Extract
# TIVO Desktop



## JTHOJNICKI (Nov 30, 2015)

I keep stumbling upon references to the TIVO Desktop app, but have surmised that it's no longer available. Any alternatives for transferring recordings from the Bolt to my Win10 PC besides my real-time Colossus HDMI capture card?


----------



## JoeKustra (Dec 7, 2012)

JTHOJNICKI said:


> I keep stumbling upon references to the TIVO Desktop app, but have surmised that it's no longer available. Any alternatives for transferring recordings from the Bolt to my Win10 PC besides my real-time Colossus HDMI capture card?


Check out this forum: http://www.tivocommunity.com/tivo-vb/showthread.php?t=387725


----------



## JTHOJNICKI (Nov 30, 2015)

Saw that. Have you actually used it? (I don't like downloading unfamiliar software without a reference.)


----------



## JoeKustra (Dec 7, 2012)

JTHOJNICKI said:


> Saw that. Have you actually used it? (I don't like downloading unfamiliar software without a reference.)


I have used kmttg to copy and decode. But I use Desktop to just copy. For temporary storage I use two Premieres. I never archive anything important. It's usually easier to find it on-line.


----------



## SNJpage1 (May 25, 2006)

Tivo may not be supplying the free version of desktop, but I just did a quick search and there are other locations that have it for download.
http://www.soft-files.com/downloads/tivo-desktop.html


----------



## Dan203 (Apr 17, 2000)

It's still available from TiVo if you have the right link...

http://assets.tivo.com/assets/exe/tivotogo/TiVoDesktop2.8.3.exe


----------



## TivoJD (Feb 8, 2005)

If you install the Tivo Desktop, is it the full version or where can you get a key for it? I used to have one back about 15 years ago, but have no clue what it was, I was away from Tivo for a lot of years.


----------



## JoeKustra (Dec 7, 2012)

TivoJD said:


> If you install the Tivo Desktop, is it the full version or where can you get a key for it? I used to have one back about 15 years ago, but have no clue what it was, I was away from Tivo for a lot of years.


It's 2.8.3, which is the "full" version but not the Plus version. So video publishing and WMP won't work. There may be CODEC around for WMP. I still run it on an old XP computer.


----------



## JTHOJNICKI (Nov 30, 2015)

I was able to get the TIVO Desktop installed on Windows 10 thank to the provided link above.

Now I successfully transferred one recording to my PC. Can I move it back to the Bolt? If so, how?

Is the TIVO Desktop Plus still available anywhere? If so, what features does it add?


----------



## justen_m (Jan 15, 2004)

JoeKustra said:


> It's 2.8.3, which is the "full" version but not the Plus version. So video publishing and WMP won't work. There may be CODEC around for WMP. I still run it on an old XP computer.


On Windows 10, I installed the free K-Lite Codec Pack so WMP can play .TiVo files. Works like a charm. I think I downloaded it from majorgeeks.com.

However, I almost always use kmttg, so just decrpyt shows and pull out metadata concurrent with the transfer to my PC. pyTivo to go the other way.


----------



## Dan203 (Apr 17, 2000)

Task details
Continue the TiVo Desktop forum thread from the point where it stops. These lines are unrelated to the TiVo Desktop thread.

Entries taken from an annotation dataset

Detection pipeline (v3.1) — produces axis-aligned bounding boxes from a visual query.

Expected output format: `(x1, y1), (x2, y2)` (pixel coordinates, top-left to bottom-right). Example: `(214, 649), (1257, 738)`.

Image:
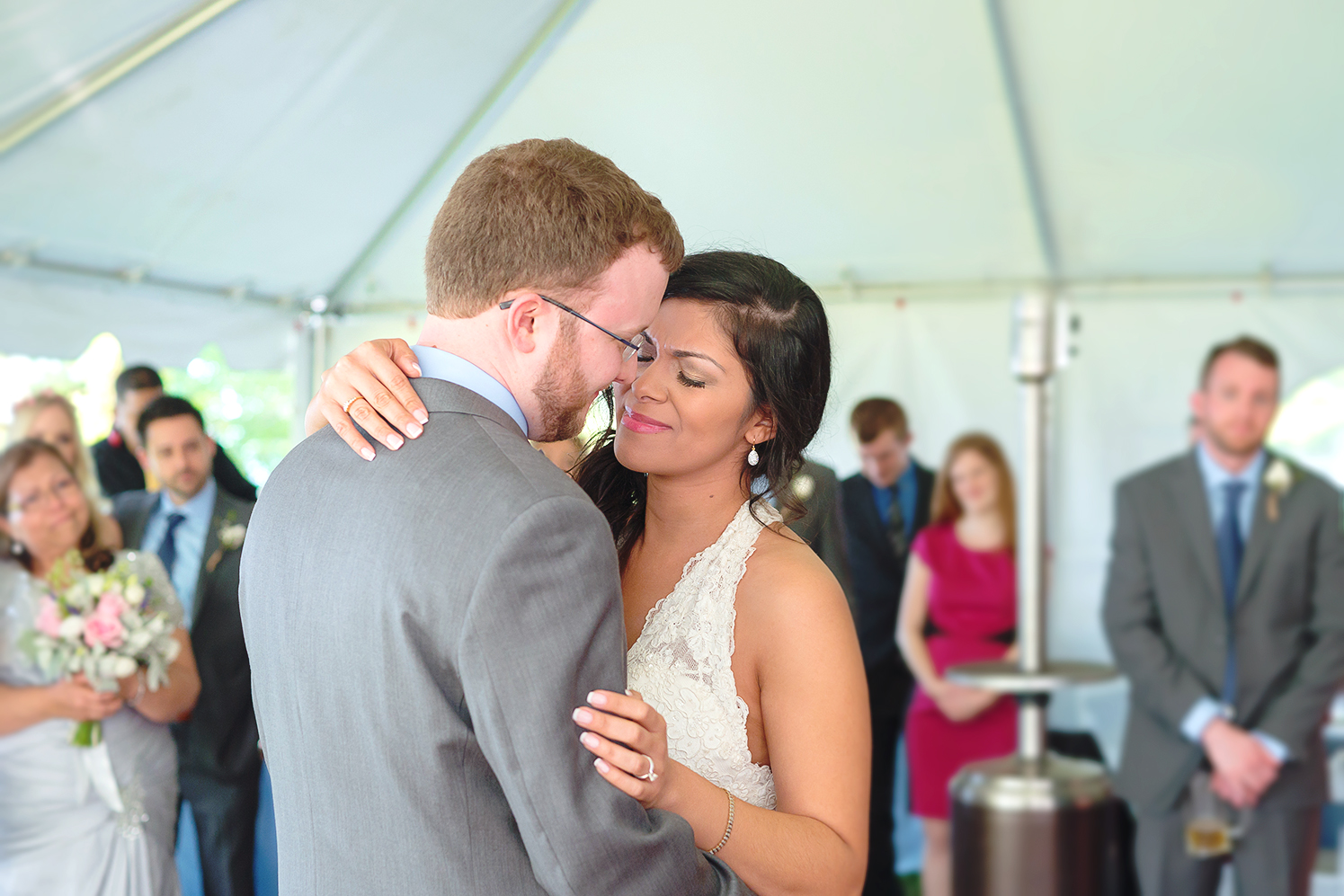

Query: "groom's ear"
(494, 288), (548, 355)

Answer to the problem
JTHOJNICKI said:


> Now I successfully transferred one recording to my PC. Can I move it back to the Bolt? If so, how?


With the server running, and properly unblocked in your firewall, you go to your TiVo and select the Devices tab. In there you should see your PC listed. From there you can select any recording that is in your My TiVo Recordings folder on your PC.



JTHOJNICKI said:


> Is the TIVO Desktop Plus still available anywhere? If so, what features does it add?


TiVo Desktop Plus is not worth it. You can get the codecs to play recordings in WMP from free sources like justen_m pointed out. And the transcoding part sucks anyway. pyTiVo works WAY better for on the fly transcoding back to TiVo and there are a ton of better apps for transcoding files for portable devices. (<Cough>VideoReDo</Cough>)


----------



## NashGuy (May 2, 2015)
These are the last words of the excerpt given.